▶ EXTRACTED TEXT:
------------------------

# Folsom-Sacramento Weekly Group Ride



## folsom_rider (Mar 14, 2003)

Hi Fellow RBR's,

Every Saturday morning, a group of us meet in Folsom to do many of the great road rides in our area. We are not a club and our group consists of riders of all areas. There are several RBR'ers that have joined us and all can attest that we have a great riding group.

This week, I would like to offer up one of our classics...the ride to Disco Park or, AKA, riding to Old Sacramento. This ride is almost entirely on the American River Bike trail and is a great ride if you would like to build up your distance and speed. Also, for the people who are short on time, it allows people to go with the group to some of the more common turnaround areas on the way (Goethe Park, Howe Avenue, etc). The total distance is approximately 55 miles and my wife and I did this ride yesterday in about three hours, 5 minutes. 

Finally, I would like to encourage people that would like to ride with a slower pace group to attend as well. This is a great place to get your cycling legs going, and we have plenty of encouragement and drinks/food for those that make it to the half way mark. It is really exciting to see some of the new cyclists in the group improving and I can share that I was in those same shoes last year. Finally, as an added incentive, my wife brings out a great spread of fresh fruit, bagels, and drinks and it is very much appreciated by all.

One more note...For those of you interested, we are going to organize some type of informal 50M, 100K, and 100M ride in the upcoming months. More to come! 

Please join us and invite a friend! I look forward to seeing everyone on Saturday! 

Please rsvp if you are attending.

Here are the Ride Details:

Date: July 31st

Bike Route: Folsom streets to the American River Bike Trail, to Discovery Park, and then returning back the same way.

Fast Paced Ride Leader: Steve Ward

Slower Paced Ride Leader: TBD

Meeting Location: Safeway Shopping Center Parking Lot at the corner of Prairie City and Iron Point Road, Folsom

Route Distance: Approximately 55 Miles 

Route Pace: Moderate Pace: TBD by group leader. Fast Pace: 19-20mph. There will also be pacelines for those of you interested.

Starting Time: 7:00am, Riders will leave at 7:15am sharp

Questions: Quinn [email protected] 730-2003


----------



## Jed Peters (Feb 4, 2004)

Pacelines on the American River Bike trail are TOTALLY LAME.

But then again, if your "fast pace" is 20mph, then you're not really pacelining, a la the "Saturday Morning Folsom Ride" (100 or so riders), now are you?


----------



## stealthman_1 (May 2, 2004)

------------------------

▶ STATED EXERCISE: Carry on the forum thread about the Folsom-Sacramento group ride from its final line. The records come from a separate source and have no connection to the ride thread.

------------------------

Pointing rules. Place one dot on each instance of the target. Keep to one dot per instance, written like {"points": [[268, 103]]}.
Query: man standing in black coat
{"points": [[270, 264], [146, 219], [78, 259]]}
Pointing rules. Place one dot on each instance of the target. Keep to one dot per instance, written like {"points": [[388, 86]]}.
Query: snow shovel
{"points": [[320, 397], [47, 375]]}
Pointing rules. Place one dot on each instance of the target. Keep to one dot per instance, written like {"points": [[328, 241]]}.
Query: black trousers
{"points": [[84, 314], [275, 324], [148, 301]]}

------------------------

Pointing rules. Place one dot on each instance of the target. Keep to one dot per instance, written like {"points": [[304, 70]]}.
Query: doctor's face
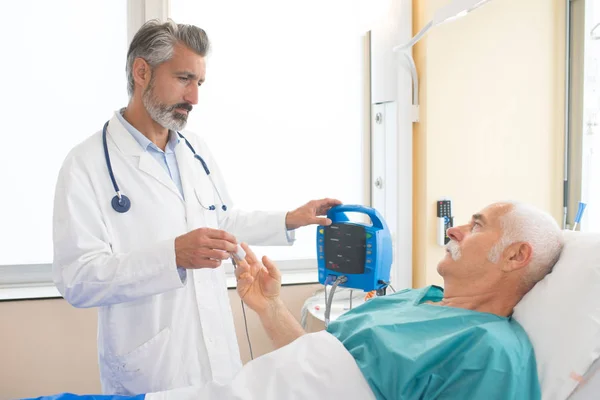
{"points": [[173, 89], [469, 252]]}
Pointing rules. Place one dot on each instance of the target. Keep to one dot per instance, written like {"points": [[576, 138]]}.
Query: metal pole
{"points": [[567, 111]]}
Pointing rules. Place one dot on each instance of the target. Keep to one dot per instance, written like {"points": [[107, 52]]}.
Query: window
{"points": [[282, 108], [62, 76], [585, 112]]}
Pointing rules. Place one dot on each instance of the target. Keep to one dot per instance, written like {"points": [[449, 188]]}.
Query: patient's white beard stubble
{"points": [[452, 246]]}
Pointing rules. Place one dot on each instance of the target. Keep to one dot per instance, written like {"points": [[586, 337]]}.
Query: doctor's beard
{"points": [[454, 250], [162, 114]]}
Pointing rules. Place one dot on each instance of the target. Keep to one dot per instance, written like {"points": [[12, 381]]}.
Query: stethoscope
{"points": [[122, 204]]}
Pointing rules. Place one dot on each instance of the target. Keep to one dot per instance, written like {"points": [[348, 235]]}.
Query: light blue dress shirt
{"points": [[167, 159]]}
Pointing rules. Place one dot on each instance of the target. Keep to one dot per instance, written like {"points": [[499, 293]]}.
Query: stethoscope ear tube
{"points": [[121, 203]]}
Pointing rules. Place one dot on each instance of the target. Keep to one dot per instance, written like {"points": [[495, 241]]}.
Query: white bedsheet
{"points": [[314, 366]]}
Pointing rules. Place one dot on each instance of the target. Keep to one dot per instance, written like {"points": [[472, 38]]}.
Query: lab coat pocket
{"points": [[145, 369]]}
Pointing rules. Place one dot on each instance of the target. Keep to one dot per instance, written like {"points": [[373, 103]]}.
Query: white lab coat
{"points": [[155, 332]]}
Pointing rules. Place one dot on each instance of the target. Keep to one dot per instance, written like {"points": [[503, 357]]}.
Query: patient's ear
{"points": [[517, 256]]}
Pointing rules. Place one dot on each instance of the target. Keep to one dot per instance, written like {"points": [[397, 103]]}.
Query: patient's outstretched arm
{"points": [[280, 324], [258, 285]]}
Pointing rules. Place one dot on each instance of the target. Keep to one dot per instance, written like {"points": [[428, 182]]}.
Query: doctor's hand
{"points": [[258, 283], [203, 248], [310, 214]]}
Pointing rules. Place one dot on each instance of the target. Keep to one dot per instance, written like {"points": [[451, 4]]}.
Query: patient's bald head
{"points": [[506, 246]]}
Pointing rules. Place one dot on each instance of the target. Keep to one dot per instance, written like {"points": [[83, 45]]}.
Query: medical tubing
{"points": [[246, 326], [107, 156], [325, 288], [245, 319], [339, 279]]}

------------------------

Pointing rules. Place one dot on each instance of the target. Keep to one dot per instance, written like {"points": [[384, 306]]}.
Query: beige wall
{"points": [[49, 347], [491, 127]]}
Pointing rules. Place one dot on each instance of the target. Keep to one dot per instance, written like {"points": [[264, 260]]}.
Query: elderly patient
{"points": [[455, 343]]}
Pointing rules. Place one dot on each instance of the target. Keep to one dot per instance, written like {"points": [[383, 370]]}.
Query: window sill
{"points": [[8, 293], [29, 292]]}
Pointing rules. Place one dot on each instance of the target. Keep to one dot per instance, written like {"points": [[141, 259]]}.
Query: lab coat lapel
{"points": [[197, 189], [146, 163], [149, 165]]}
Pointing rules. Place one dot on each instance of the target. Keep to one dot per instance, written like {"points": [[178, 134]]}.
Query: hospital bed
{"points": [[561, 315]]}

------------------------

▶ RESPONSE BELOW:
Jed Peters said:


> Pacelines on the American River Bike trail are TOTALLY LAME.
> 
> But then again, if your "fast pace" is 20mph, then you're not really pacelining, a la the "Saturday Morning Folsom Ride" (100 or so riders), now are you?


Wow, you're cool!!! Can I ride with you? Please?
ROFLMAO!


----------



## folsom_rider (Mar 14, 2003)

*Thanks Stealth ))*

Stealth has rode with our group, and can attest, we are not all a bunch of slowpokes....Our group rides are set up for all levels and when we ride the bike trails, we try to keep the speed at a safe level. 

Stealth, we are going to start preparing for the hills again, so join us when you can.

Jed, we have some fast guys that you may like to ride with. Our faster group averages around 24-25 on the road. There are a few guys that can keep the speed a bit faster, but a 24 average on the flats is pretty fast.

Cheers,
Folsom


----------



## Jed Peters (Feb 4, 2004)

folsom_rider said:


> Stealth has rode with our group, and can attest, we are not all a bunch of slowpokes....Our group rides are set up for all levels and when we ride the bike trails, we try to keep the speed at a safe level.
> 
> Stealth, we are going to start preparing for the hills again, so join us when you can.
> 
> ...


I'm not saying I'm fast at all. I'm just commenting on the fact that pulling a paceline on a group ride out on the ARB Trail is totally lame. Not cool at all. Way more dangerous than out on a million other rural roads right out of where you guys start your ride.


----------



## NYCyclist (Mar 22, 2002)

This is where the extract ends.